_TEXTE DE L'EXERCICE_:
_ _ _ _ _ _ _
Par jugement du 04.06.2020, admission du recours par le tribunal cantonal, réformant la décision sur opposition en ce sens que les enfants sont assurés pour l’assurance obligatoire des soins auprès de la caisse-maladie depuis le 01.09.2018.

 

TF

Fors alternatifs subsidiaires en cas de domicile à l’étranger – 58 LPGA

Le Tribunal fédéral examine d’office les conditions formelles de validité et de régularité de la procédure de première instance (ATF 135 V 124 consid. 3.1; 132 V 93 consid. 1.2 et les références; cf. aussi ULRICH MEYER/JOHANNA DORMANN, in Commentaire bâlois, Bundesgerichtsgesetz, 3e éd. 2018, n° 8 ad art. 106), parmi lesquelles figure la compétence à raison du lieu du tribunal qui a statué.
_ _ _ _ _ _ _
[Enregistrements issus d'une collecte de données]
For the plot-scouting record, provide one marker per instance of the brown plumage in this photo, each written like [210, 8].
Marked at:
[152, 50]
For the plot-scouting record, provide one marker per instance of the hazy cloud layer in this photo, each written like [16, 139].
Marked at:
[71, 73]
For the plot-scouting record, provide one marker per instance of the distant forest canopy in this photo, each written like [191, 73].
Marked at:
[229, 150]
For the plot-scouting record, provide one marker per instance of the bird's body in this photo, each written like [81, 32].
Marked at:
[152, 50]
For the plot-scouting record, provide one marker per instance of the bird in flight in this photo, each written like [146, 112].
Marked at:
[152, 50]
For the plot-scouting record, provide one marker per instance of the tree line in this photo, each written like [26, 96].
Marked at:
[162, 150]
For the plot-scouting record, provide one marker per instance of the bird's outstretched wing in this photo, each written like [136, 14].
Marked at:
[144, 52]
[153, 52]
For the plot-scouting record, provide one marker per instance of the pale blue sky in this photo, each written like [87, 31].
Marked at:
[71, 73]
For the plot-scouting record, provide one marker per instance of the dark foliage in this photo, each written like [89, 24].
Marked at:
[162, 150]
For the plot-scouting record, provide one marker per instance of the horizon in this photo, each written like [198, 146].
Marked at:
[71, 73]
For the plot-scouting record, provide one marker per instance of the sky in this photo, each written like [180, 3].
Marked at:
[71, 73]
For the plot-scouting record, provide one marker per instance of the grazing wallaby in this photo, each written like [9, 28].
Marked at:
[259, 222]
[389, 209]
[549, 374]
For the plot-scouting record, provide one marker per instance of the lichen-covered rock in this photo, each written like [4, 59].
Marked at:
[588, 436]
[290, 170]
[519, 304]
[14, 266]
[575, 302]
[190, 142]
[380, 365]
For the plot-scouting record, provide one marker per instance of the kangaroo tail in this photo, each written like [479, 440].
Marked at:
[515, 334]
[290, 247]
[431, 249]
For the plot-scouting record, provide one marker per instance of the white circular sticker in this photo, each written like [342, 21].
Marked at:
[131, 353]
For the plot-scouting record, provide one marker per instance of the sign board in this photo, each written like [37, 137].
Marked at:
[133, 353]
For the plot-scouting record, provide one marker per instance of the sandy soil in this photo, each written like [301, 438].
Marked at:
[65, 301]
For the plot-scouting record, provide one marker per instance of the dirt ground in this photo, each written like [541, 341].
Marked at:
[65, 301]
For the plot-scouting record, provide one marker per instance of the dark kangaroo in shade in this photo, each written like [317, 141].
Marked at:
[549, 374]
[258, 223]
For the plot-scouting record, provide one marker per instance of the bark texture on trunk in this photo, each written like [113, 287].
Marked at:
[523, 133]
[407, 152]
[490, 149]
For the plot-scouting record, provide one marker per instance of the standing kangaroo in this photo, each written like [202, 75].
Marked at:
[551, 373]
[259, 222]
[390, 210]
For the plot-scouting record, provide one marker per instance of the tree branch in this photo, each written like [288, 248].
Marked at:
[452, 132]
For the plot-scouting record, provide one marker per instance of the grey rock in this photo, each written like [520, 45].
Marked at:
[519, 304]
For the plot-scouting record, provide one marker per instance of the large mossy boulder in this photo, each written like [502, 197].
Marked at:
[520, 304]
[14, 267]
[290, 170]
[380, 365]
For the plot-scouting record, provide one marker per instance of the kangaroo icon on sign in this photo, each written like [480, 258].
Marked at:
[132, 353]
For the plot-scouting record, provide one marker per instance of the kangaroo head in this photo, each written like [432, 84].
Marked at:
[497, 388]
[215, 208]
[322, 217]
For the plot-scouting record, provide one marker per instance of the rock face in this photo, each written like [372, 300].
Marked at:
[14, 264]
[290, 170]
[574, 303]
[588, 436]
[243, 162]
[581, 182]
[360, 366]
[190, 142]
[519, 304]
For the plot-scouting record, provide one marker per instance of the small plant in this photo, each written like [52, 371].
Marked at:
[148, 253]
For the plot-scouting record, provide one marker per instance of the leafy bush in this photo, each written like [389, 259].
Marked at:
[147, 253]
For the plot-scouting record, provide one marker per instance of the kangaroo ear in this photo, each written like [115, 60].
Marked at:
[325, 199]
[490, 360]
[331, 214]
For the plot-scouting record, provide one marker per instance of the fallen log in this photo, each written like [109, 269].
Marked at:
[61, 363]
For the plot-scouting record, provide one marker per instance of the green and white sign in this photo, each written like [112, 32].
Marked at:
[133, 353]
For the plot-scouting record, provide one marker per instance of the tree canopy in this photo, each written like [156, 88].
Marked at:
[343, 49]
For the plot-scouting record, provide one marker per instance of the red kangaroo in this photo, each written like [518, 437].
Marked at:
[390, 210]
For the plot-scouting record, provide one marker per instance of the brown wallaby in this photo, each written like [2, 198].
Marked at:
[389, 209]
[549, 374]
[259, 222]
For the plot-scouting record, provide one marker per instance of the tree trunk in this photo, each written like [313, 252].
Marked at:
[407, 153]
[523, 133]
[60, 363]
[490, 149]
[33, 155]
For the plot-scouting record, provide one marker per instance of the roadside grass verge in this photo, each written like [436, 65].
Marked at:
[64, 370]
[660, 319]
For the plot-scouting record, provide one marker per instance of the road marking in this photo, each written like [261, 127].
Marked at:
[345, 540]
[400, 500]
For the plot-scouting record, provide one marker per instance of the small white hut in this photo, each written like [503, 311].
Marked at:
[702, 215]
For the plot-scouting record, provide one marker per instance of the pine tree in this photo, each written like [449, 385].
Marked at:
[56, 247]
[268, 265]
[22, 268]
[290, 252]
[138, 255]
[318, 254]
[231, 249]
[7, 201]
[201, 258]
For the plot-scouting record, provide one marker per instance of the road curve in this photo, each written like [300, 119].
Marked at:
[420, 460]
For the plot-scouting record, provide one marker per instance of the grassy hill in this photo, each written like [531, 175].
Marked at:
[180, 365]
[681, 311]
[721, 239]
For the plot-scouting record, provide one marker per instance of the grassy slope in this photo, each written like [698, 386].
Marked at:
_ _ _ _ _ _ _
_QUESTIONS D'ÉTUDE_:
[1] D'après le texte de l'exercice, pourquoi le Tribunal fédéral examine-t-il d'office la compétence à raison du lieu du tribunal qui a statué ? Répondez en une à trois phrases.
[2] Recopiez le passage du texte de l'exercice qui commence par « Par jugement du » et se termine par « depuis le 01.09.2018. ».
Ce matériel est distinct du texte de l'exercice.

_CORRIGÉ_:
[1] Le Tribunal fédéral examine d'office les conditions formelles de validité et de régularité de la procédure de première instance. La compétence à raison du lieu du tribunal qui a statué figure parmi ces conditions.

[2]
Par jugement du 04.06.2020, admission du recours par le tribunal cantonal, réformant la décision sur opposition en ce sens que les enfants sont assurés pour l’assurance obligatoire des soins auprès de la caisse-maladie depuis le 01.09.2018.